START Document passage

E2E-GMNER: End-to-End Generative Grounded Multimodal Named Entity Recognition¶

Conference: ACL 2026 Findings
arXiv: 2604.17319
Code: https://github.com/Finch-coder/E2E-GMNER
Area: Object Detection
Keywords: Multimodal Named Entity Recognition, End-to-End Generation, Visual Grounding, Gaussian Perturbation, CoT Reasoning

TL;DR¶

Ours proposes E2E-GMNER, the first end-to-end GMNER framework that unifies entity recognition, semantic classification, visual grounding, and implicit knowledge reasoning within a single multimodal large language model. This framework adaptively determines the availability of visual/knowledge cues through CoT reasoning and introduces Gaussian Risk-aware Box Perturbation (GRBP) to enhance the robustness of generative bounding box prediction.

Background & Motivation¶

Background: Grounded Multimodal Named Entity Recognition (GMNER) requires the joint identification of entities in text, the prediction of semantic types, and the grounding of each entity to its corresponding visual region in an image. Existing methods such as H-Index, TIGER, and RiVEG primarily adopt pipeline architectures.

END Document passage
START Entries shown

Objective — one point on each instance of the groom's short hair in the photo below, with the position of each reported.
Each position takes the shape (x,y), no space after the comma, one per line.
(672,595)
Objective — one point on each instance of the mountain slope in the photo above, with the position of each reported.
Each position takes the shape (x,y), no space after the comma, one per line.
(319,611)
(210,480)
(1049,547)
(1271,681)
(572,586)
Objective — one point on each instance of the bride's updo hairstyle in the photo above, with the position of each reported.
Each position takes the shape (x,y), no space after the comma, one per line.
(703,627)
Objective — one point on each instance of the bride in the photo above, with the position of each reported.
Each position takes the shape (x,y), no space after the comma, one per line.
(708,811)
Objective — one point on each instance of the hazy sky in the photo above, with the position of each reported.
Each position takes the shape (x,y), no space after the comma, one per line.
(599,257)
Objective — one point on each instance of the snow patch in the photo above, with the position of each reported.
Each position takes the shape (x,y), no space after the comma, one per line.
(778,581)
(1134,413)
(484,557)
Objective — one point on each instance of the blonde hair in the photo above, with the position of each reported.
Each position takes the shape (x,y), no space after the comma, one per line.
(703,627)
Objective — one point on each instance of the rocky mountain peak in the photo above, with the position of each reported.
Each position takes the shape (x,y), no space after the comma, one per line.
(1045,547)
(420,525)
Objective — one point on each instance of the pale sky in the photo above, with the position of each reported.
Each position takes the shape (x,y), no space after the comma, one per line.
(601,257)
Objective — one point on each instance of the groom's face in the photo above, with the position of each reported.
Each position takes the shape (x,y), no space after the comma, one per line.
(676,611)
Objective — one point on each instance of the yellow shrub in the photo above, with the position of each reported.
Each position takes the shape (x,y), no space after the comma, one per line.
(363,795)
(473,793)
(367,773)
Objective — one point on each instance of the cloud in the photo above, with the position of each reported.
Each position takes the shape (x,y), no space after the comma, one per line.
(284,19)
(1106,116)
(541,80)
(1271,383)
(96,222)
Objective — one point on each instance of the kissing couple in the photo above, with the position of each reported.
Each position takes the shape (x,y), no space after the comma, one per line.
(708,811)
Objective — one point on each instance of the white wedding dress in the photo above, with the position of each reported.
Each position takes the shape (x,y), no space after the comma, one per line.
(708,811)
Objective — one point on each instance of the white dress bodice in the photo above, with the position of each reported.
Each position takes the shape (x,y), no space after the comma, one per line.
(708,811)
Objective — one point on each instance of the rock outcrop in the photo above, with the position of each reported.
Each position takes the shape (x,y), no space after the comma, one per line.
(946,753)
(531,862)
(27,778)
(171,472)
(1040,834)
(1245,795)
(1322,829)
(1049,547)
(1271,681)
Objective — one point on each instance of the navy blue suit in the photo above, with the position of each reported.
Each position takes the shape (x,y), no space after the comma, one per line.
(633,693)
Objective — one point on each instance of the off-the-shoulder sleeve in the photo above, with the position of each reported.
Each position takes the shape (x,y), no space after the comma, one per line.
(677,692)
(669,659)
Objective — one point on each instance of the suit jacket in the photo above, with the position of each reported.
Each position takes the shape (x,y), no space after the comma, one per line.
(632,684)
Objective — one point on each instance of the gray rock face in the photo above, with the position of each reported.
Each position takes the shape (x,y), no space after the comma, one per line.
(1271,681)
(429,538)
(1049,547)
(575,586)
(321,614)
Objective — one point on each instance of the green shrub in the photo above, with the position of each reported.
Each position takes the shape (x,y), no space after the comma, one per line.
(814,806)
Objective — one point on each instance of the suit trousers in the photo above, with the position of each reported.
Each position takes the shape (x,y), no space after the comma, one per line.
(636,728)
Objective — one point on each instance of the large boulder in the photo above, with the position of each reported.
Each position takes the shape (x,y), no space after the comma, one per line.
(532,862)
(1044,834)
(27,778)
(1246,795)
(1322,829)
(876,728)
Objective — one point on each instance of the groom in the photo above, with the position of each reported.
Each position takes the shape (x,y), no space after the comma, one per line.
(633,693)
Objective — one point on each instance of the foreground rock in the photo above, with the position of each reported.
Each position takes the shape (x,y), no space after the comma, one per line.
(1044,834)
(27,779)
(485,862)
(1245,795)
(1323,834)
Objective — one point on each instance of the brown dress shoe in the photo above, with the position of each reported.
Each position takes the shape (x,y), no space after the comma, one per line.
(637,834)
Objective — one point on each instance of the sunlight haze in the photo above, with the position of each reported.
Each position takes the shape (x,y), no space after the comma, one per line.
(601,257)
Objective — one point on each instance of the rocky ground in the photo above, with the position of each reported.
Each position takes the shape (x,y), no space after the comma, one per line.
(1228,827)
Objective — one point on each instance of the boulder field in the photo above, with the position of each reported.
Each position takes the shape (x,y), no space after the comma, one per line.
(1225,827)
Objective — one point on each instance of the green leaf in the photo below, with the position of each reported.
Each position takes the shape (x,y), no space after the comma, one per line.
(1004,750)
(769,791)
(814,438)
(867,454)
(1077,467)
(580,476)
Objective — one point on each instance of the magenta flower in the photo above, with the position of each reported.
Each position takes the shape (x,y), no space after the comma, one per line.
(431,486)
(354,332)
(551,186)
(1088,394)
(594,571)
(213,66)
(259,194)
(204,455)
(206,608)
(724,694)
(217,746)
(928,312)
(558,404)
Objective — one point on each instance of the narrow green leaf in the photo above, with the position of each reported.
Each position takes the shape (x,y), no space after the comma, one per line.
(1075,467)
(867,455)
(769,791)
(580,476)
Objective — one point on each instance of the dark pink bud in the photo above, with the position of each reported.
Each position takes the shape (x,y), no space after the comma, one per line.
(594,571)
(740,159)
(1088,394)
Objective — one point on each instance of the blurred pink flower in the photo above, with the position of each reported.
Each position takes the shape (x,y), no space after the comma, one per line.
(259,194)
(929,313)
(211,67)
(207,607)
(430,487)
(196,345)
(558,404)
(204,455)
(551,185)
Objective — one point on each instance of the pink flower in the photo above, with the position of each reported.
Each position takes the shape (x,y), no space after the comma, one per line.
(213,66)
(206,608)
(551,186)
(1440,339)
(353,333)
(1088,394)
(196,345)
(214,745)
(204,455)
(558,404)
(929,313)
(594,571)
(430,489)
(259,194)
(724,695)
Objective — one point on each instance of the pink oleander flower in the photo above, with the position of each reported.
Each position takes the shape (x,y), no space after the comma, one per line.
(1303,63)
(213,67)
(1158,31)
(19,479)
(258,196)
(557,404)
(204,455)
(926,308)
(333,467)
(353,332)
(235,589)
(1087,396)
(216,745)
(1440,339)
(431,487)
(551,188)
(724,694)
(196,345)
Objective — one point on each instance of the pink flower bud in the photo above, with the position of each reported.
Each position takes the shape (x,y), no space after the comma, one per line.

END Entries shown

— Assigned task 1 —
List every keyword given in the E2E-GMNER summary.
— Assigned task 2 —
Return the E2E-GMNER summary word for word, everything from "Background: Grounded Multimodal" down to "adopt pipeline architectures.".

— Final answer 1 —
Multimodal Named Entity Recognition
End-to-End Generation
Visual Grounding
Gaussian Perturbation
CoT Reasoning

— Final answer 2 —
Background: Grounded Multimodal Named Entity Recognition (GMNER) requires the joint identification of entities in text, the prediction of semantic types, and the grounding of each entity to its corresponding visual region in an image. Existing methods such as H-Index, TIGER, and RiVEG primarily adopt pipeline architectures.